— What is asked —
- A) In the forum thread about using Vodafone for home phone and broadband, what download speed does Leo say he has gotten since his line was upgraded?
- B) Carry the Vodafone home phone and broadband thread forward from its last post.

— Extract to read —
###

# Using Vodafone for home phone and BB



## newseeker1 (31 Jan 2011)

Hi
Anyone using Vodafone for their home landline phone and broadband needs

Thoughts/Feedback/Experiences/Customer Service/BB Speeds etc - good, bad etc

Are the good option to switch to from another provider e.g. eircom

Thanks


----------



## horusd (31 Jan 2011)

This was discussed recently here. http://www.askaboutmoney.com/showthread.php?t=150326I'm with them, and find them good.


----------



## tallpaul (3 Feb 2011)

Me too. Have had them for over a year and they have been faultless.


----------



## Leo (3 Feb 2011)

I have them for home phone & broadband. They recently upgraded my line from 3Meg to 5Meg, and ever since I'm only getting 1Meg download speeds. Customer support keep insisting that the issue is on my side, and are pretty useless.
Leo


----------



## peno (3 Feb 2011)

I've recently switched from Eircom - just before the end of the year.

###

Stored dataset items:

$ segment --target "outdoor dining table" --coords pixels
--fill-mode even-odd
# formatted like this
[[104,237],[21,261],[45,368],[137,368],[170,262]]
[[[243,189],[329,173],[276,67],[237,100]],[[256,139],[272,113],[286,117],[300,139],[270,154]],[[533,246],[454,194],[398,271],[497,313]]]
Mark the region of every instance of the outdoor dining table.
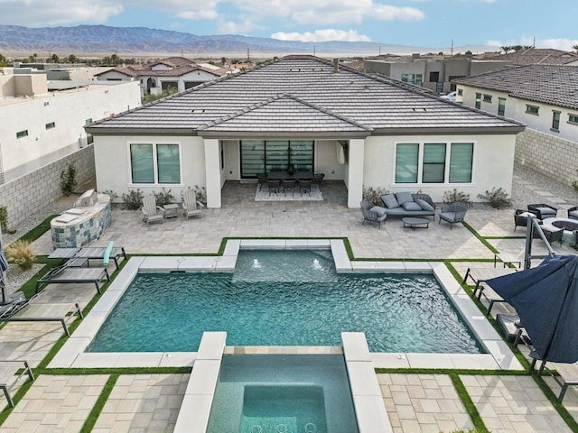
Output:
[[267,180],[312,180],[313,172],[309,171],[269,171],[267,173]]

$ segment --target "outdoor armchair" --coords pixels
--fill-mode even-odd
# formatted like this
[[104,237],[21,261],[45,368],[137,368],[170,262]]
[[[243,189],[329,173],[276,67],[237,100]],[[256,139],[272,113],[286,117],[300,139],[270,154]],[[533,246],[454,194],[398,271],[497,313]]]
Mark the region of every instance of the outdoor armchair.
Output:
[[450,223],[450,230],[452,230],[454,223],[461,223],[463,221],[467,211],[468,205],[460,201],[444,206],[442,207],[438,224],[442,223],[442,220],[447,221]]
[[164,223],[164,207],[156,206],[156,198],[154,194],[149,194],[143,198],[143,220],[146,224],[160,221]]
[[379,228],[381,228],[381,223],[383,223],[387,217],[386,209],[379,207],[378,206],[375,206],[373,203],[369,203],[368,201],[361,202],[361,213],[363,214],[364,225],[366,221],[372,221],[374,223],[378,223]]
[[558,213],[558,209],[553,206],[546,205],[545,203],[535,203],[533,205],[527,205],[527,210],[533,210],[536,212],[538,219],[553,218]]

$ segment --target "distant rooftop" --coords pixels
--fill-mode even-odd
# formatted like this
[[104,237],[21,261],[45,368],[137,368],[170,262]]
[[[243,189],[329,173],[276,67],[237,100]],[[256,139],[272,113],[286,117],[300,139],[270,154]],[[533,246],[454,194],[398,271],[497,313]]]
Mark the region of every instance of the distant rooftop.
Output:
[[[516,134],[524,126],[424,88],[313,56],[287,56],[98,122],[93,134],[311,136]],[[309,129],[308,129],[309,128]]]
[[452,82],[513,97],[578,109],[578,66],[531,65],[464,77]]

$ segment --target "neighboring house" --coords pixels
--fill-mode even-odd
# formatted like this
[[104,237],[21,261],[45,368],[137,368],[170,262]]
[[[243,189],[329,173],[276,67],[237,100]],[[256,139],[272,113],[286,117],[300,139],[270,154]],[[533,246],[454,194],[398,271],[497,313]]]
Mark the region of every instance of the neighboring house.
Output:
[[313,56],[287,56],[86,127],[98,189],[121,195],[206,187],[293,164],[364,187],[511,191],[517,122]]
[[578,66],[512,67],[456,79],[457,101],[524,123],[516,158],[572,184],[578,169]]
[[228,73],[228,69],[209,63],[197,63],[183,57],[170,57],[146,65],[113,68],[97,74],[99,80],[136,80],[141,94],[158,95],[169,88],[178,92],[213,80]]
[[138,83],[47,81],[0,69],[0,183],[86,146],[87,124],[139,105]]
[[551,48],[527,48],[506,54],[489,52],[476,56],[476,59],[503,61],[507,65],[513,66],[578,65],[578,53]]
[[477,60],[471,56],[421,55],[379,57],[365,60],[366,73],[377,73],[436,93],[455,90],[452,81],[460,77],[480,74],[506,64],[499,60]]

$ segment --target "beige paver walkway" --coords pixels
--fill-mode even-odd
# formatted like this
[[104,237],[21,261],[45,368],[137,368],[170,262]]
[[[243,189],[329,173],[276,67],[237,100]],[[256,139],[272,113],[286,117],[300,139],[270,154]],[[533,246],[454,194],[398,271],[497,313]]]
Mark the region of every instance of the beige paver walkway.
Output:
[[190,374],[121,375],[94,433],[172,432]]

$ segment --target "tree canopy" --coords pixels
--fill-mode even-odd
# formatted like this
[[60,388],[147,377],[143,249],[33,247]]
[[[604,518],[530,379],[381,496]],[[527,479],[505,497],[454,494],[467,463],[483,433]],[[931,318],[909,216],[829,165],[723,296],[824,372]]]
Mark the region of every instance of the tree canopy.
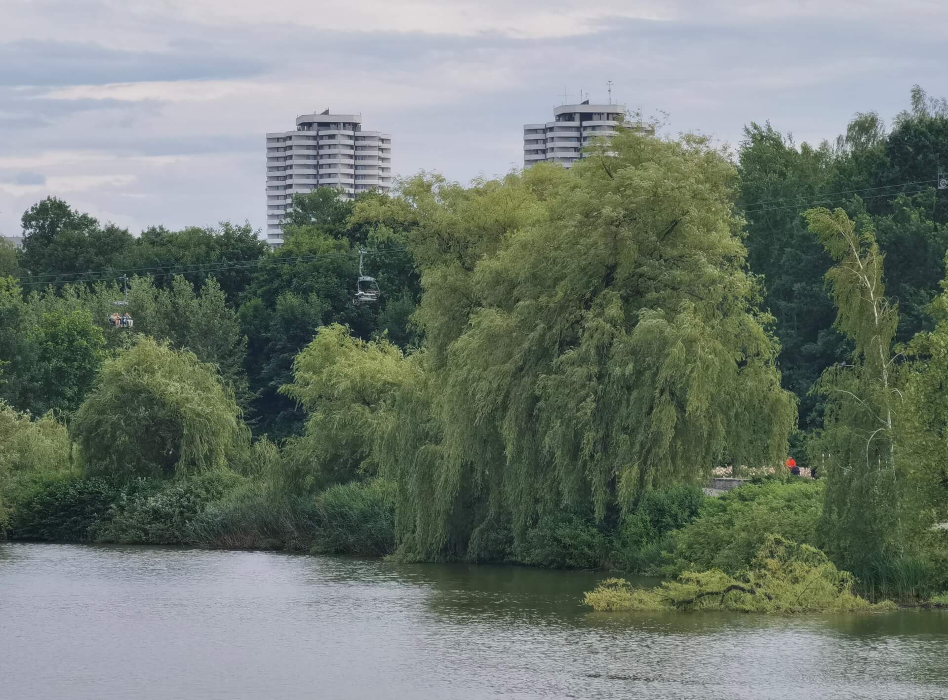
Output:
[[247,437],[216,368],[150,337],[105,362],[70,432],[90,474],[122,476],[224,467]]

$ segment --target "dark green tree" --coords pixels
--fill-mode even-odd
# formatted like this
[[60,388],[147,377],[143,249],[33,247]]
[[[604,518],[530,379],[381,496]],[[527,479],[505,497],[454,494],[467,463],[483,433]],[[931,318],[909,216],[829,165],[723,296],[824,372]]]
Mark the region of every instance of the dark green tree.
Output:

###

— Answers given —
- A) Only 1Meg download speeds.

- B)
I have had constant problems from no service whatso ever to now extremely slow download speeds

The phone customer service is poor and the wait times are a joke. I was shifted departments and then put on hold for 25 mins and then finally disconnected.

I've emailed them and used their forum and situation has still not been sorted

I know they'll keep saying the problem is my side but thins worked perfect with eircom - i guess the cheaper contract just isn't worth the hassle.

see here for further broadband issues

[broken link removed]


----------



## newseeker1 (12 Feb 2011)

Feedback doesnt seem very positive from overall replies above

Any they really that bad - anyone on forum here using them and got positive things to say or would recommend them?

Thanks


----------



## niceoneted (12 Feb 2011)

I have been using them from when BT was providing the service. I have had no complaints. I had to ring a couple of times with small issues in my eyes and have always found the service good.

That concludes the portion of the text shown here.